## [DATA SHOWN]
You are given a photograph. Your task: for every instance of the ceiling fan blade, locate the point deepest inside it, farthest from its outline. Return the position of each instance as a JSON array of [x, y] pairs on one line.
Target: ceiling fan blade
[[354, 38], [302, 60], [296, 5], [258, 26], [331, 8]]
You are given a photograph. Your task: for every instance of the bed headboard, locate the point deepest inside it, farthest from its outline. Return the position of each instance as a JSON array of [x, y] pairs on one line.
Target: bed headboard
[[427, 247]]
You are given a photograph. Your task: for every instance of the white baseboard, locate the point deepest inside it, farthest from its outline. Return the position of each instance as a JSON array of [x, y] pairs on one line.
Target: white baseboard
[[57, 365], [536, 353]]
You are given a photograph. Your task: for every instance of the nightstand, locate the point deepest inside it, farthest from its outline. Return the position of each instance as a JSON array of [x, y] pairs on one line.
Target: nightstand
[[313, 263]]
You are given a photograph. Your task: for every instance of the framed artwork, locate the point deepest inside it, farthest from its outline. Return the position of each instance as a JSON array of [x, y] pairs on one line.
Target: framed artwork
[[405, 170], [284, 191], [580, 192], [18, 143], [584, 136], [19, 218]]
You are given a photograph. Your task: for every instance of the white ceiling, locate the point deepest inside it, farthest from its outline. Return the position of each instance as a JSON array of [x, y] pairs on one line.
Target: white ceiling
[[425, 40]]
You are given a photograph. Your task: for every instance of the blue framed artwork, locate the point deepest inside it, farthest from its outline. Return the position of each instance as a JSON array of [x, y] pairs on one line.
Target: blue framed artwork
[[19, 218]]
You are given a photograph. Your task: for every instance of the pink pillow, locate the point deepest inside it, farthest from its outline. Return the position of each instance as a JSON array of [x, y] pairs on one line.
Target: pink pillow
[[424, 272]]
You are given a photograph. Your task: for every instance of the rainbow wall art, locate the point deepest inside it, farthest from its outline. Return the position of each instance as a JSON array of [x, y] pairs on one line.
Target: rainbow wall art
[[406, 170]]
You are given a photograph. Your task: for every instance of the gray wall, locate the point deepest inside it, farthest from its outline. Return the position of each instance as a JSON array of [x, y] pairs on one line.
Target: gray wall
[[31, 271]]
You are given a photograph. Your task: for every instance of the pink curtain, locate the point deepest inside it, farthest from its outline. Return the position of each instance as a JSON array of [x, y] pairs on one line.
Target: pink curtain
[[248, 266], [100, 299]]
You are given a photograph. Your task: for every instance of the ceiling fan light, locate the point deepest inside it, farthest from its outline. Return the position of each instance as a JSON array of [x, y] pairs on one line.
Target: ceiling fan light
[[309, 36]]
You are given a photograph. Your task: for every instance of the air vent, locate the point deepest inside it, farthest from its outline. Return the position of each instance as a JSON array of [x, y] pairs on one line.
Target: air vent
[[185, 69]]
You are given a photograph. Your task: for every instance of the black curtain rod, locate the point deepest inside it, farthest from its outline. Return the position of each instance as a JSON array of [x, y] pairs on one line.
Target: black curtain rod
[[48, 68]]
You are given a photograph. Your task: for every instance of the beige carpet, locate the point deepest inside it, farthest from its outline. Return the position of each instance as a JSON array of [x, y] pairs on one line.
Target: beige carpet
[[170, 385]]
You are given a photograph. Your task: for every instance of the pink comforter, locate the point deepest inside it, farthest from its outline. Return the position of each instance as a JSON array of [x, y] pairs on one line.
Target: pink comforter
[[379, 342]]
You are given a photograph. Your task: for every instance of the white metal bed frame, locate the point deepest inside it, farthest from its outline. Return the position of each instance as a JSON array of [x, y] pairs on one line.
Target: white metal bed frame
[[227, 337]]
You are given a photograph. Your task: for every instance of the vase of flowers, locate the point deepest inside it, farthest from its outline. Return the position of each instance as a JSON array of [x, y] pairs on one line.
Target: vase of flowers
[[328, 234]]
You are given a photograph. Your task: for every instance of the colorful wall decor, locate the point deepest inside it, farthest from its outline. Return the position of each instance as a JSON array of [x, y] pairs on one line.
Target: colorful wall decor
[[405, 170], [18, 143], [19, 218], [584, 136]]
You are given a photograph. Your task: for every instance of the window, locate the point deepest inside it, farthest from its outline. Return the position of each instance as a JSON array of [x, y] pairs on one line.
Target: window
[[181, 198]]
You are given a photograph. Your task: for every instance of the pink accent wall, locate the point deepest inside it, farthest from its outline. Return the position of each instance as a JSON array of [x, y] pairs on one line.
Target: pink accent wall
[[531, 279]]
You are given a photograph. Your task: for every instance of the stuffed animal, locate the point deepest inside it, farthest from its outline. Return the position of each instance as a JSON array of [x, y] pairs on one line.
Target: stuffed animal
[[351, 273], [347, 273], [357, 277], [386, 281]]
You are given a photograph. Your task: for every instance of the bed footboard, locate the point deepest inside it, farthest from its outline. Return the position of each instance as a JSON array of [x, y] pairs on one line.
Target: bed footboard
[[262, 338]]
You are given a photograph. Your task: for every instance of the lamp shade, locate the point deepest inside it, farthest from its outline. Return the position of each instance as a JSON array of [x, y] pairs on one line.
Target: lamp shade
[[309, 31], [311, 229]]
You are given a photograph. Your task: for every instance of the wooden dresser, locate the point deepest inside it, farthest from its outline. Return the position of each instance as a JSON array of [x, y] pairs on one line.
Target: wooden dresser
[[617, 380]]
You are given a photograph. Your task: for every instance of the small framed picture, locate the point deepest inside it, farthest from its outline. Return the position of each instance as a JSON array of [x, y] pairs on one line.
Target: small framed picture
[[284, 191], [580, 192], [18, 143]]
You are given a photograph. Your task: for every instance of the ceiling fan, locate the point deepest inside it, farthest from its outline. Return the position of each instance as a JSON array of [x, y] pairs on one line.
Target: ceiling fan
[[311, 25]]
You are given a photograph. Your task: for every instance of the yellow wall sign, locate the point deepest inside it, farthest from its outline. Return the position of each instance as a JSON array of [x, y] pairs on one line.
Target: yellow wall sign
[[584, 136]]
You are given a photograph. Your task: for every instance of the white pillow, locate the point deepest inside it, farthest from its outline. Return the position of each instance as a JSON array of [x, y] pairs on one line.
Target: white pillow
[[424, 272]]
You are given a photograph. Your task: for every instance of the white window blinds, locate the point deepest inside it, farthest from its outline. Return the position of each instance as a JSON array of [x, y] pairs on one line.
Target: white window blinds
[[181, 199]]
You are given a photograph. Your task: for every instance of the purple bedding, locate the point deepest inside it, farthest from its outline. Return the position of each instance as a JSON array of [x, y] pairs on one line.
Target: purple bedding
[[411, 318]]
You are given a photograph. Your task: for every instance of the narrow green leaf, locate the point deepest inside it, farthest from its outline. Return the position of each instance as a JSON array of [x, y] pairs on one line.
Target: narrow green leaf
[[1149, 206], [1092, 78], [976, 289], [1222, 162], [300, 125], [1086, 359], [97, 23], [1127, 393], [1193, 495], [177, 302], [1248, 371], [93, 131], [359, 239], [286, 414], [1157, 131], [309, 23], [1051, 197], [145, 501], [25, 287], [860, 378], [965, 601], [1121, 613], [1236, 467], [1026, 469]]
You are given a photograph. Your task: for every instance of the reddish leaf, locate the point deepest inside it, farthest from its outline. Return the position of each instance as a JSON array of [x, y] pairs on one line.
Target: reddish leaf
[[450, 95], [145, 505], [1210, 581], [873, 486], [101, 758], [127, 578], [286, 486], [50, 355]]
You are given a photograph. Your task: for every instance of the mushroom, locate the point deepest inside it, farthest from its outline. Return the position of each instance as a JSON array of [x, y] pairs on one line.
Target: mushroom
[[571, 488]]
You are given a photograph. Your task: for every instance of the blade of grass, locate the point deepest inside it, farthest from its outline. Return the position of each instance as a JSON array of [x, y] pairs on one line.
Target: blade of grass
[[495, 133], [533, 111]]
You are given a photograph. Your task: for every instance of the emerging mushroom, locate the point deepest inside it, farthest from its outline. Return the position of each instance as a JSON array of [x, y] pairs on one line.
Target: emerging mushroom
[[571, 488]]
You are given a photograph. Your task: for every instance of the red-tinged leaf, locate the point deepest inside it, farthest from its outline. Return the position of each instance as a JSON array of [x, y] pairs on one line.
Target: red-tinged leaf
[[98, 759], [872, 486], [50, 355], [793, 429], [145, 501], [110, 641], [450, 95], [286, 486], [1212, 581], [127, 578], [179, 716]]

## [TASK TO CARRY OUT]
Only the lines from the beginning of the listing through the line containing "white baseboard, locate" are wanted, each restated word for word.

## [RESULT OF THE EXERCISE]
You are given a photograph. Your task: for every instance of the ceiling fan blade, locate the point deepest inside it, farthest from its outline. Return the position of each instance as a JSON array of [x, y] pairs on one line.
Target: ceiling fan blade
[[354, 38], [302, 60], [296, 5], [258, 26], [331, 8]]
You are given a photograph. Your task: for every instance of the bed headboard, locate the point deepest inside it, farthest from its outline. Return the position of each instance as a JSON array of [x, y] pairs on one line.
Target: bed headboard
[[427, 247]]
You are given a photograph. Your task: for every instance of the white baseboard, locate the point deepest inside it, farthest from its outline. Return the position of each instance as a JSON array of [x, y] pairs on one line.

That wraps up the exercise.